TASK ITEM →
Extend the article on the Demography reexamination of the 2010 same-sex parenting study, picking up right after its last sentence.

STUDY TEXT →
────────

Re-examining a controversial gay parenting study

Carolyn Moynihan
29 November 2012
Reproduced with Permission
Conjugality

The journal Demography has published a reexamination of a 2010 study that found no significant differences between same-sex and opposite-sex parenting outcomes. William C. Duncan reports :

The journal Demography has just published a very interesting article that reexamines the claims of a 2010 study that suggested (and was widely reported) as showing that children raised by same-sex couples experienced no academic disadvantages. The catch of the earlier study was that it was significantly different from previous studies on same-sex children and their parents since it used a large sample from the Census rather than a small self-selected one which is more typical of this body of research.

The 2010 study had excluded children who were not biologically related to the head of household and who were not in the same home for at least five years. This reduced "the sample size by more than one-half." The 2012 study explains that putting the children who had been in unstable households (lived at the same address less than five years) back into the sample increases the sample "by more than 80 percent." This fact alone seems important. The new study's conclusion is that "children being raised by same-sex couples are 35 percent less likely to make normal progress through school."

────────

EXERCISE DATA →
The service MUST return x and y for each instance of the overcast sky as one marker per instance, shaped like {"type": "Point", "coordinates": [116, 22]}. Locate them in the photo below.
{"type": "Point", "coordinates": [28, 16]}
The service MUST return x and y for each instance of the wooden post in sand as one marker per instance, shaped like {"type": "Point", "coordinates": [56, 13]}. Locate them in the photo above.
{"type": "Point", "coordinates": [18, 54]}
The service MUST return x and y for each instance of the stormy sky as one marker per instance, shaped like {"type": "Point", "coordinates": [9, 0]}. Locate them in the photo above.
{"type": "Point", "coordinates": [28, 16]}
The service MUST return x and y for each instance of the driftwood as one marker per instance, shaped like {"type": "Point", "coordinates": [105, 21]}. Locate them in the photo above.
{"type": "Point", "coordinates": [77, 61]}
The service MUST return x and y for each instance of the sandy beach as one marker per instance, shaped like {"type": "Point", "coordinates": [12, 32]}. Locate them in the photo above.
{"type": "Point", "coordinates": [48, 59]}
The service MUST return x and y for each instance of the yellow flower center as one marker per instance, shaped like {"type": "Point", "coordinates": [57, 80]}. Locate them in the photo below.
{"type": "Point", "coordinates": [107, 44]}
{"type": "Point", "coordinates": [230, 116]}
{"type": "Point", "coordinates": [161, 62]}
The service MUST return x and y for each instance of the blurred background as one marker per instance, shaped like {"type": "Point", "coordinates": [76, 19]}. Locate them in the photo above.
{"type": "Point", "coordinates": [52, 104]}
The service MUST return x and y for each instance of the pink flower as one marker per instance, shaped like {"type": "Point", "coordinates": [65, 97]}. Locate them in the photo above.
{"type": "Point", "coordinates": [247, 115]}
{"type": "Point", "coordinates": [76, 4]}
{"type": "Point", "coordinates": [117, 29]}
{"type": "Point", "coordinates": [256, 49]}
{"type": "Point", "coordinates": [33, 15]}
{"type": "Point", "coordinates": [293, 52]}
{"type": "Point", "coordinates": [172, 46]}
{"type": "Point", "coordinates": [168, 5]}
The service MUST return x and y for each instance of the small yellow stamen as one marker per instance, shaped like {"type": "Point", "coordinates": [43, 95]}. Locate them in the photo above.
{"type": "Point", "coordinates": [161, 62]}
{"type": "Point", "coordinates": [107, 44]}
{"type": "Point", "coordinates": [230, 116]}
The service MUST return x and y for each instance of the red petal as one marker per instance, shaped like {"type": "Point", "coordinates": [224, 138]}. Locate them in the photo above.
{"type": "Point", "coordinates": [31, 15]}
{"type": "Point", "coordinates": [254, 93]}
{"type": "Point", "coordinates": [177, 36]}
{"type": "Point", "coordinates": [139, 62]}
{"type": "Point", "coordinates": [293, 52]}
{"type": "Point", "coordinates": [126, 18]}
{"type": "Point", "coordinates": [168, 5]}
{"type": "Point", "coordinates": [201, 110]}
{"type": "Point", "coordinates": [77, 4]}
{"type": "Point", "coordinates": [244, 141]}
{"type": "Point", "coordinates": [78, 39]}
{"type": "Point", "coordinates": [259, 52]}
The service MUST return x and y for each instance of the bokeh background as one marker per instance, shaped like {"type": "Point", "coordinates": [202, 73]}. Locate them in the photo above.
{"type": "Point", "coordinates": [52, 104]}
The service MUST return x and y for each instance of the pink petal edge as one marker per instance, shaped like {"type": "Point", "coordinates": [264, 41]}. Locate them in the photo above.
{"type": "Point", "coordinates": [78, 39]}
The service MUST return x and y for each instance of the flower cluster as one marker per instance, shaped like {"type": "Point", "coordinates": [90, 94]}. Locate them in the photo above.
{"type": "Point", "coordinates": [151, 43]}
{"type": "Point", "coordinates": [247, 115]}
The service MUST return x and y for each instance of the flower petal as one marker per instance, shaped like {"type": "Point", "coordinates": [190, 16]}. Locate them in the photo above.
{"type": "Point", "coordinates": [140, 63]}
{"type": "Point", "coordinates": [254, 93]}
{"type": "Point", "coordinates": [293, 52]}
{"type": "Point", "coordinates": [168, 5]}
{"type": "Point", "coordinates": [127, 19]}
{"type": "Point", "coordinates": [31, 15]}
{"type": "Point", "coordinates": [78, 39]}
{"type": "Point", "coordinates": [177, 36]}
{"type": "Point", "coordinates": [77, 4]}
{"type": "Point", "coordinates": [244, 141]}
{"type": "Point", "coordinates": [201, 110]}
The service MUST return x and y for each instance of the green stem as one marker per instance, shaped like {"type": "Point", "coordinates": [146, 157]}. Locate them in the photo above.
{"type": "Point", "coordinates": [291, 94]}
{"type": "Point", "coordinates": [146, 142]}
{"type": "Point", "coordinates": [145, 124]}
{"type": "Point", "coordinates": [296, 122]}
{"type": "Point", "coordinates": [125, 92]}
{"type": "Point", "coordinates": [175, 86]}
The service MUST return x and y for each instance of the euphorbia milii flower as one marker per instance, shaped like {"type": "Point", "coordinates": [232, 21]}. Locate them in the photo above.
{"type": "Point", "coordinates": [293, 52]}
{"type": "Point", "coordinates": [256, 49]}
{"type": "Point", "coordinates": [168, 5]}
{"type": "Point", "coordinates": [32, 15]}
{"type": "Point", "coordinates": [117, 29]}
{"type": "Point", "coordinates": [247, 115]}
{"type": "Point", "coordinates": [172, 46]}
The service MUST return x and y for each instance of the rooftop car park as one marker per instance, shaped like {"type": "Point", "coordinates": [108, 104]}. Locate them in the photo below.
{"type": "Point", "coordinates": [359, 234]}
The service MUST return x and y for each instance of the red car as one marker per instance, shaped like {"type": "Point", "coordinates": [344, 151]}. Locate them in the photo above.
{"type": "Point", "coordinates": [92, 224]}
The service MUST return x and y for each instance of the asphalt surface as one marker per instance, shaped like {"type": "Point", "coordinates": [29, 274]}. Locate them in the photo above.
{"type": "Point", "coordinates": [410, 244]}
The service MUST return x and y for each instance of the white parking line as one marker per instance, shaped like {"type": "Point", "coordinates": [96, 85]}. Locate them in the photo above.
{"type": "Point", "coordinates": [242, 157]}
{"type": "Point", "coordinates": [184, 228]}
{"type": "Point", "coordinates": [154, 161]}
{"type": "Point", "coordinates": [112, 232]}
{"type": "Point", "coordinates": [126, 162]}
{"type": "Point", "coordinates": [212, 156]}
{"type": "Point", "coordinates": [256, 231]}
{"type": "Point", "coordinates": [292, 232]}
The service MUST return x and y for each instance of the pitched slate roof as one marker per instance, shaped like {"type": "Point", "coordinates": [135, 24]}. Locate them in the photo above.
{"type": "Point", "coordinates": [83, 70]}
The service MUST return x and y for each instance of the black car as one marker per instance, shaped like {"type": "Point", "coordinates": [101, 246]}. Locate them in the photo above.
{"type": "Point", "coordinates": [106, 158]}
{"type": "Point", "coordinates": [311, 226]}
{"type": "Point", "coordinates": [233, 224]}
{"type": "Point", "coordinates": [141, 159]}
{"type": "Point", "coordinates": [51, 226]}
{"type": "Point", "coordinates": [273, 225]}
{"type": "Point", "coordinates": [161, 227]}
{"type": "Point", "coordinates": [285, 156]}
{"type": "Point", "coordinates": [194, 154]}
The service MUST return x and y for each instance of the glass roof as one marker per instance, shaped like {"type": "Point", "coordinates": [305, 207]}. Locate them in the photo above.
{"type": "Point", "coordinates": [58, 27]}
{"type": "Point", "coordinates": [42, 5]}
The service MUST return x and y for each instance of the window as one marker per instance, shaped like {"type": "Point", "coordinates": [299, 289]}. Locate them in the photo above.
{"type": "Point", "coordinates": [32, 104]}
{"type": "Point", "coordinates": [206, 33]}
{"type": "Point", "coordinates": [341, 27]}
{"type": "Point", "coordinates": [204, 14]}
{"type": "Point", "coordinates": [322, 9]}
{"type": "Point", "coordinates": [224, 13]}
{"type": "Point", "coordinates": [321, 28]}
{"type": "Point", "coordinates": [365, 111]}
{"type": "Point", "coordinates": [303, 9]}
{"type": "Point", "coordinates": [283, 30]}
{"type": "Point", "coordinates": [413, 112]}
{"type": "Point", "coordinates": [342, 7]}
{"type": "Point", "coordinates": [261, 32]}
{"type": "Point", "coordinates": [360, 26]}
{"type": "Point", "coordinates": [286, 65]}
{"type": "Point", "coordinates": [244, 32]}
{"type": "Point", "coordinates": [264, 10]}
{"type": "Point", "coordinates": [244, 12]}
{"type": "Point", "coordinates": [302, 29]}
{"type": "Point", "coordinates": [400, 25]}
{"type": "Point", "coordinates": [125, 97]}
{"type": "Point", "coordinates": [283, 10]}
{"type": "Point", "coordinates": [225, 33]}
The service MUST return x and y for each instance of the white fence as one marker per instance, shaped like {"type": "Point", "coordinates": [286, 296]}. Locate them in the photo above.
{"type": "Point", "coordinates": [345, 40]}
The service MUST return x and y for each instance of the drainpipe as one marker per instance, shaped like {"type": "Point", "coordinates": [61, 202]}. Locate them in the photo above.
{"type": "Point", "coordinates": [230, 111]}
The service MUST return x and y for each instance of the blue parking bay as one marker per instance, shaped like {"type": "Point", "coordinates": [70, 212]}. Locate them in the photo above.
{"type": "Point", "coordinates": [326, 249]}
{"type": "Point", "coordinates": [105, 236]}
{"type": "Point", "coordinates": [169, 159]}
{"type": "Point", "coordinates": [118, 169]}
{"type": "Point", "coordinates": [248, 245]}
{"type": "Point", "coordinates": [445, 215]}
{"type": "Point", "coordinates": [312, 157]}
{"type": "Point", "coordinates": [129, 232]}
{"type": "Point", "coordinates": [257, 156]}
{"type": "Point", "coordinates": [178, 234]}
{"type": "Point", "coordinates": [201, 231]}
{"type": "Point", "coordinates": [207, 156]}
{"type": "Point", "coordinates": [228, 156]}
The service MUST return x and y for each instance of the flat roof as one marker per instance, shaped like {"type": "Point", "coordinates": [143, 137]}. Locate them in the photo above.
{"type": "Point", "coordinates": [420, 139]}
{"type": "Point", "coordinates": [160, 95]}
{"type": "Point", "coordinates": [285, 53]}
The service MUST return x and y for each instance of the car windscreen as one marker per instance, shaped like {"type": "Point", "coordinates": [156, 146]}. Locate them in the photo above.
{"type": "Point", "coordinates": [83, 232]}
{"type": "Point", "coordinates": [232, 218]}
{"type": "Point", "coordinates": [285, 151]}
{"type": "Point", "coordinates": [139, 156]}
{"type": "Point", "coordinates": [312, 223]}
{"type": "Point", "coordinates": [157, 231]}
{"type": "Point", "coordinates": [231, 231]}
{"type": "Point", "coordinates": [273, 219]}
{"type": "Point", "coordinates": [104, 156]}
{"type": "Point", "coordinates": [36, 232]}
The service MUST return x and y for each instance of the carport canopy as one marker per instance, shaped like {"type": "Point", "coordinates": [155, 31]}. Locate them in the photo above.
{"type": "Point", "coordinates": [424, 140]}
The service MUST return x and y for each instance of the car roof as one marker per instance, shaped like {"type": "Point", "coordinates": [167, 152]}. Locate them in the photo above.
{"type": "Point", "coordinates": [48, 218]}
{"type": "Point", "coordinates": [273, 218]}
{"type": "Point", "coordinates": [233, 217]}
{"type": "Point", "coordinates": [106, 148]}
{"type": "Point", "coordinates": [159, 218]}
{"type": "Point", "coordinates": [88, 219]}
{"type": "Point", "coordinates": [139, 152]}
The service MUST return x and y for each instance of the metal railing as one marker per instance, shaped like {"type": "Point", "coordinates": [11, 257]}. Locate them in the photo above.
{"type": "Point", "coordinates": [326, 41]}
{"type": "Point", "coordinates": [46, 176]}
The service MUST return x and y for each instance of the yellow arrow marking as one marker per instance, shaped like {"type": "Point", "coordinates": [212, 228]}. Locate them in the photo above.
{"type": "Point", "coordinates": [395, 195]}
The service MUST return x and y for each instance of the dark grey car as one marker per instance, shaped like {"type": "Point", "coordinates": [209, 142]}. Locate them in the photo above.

────────

ANSWER SECTION →
The new article -- by Douglas W Allen, Catherine Pakaluk and Joseph price -- is very technical, being a recrunching of the data in the original (2010) study by M. Rosenfeld: "Nontraditional families and childhood progress through school." Demography , 47, 755-775. It is reassuring to see some of the same scrutiny being applied to studies that find in favour of same-sex families as has been applied to Mark Regnerus's recent New Family Structures study -- and being published.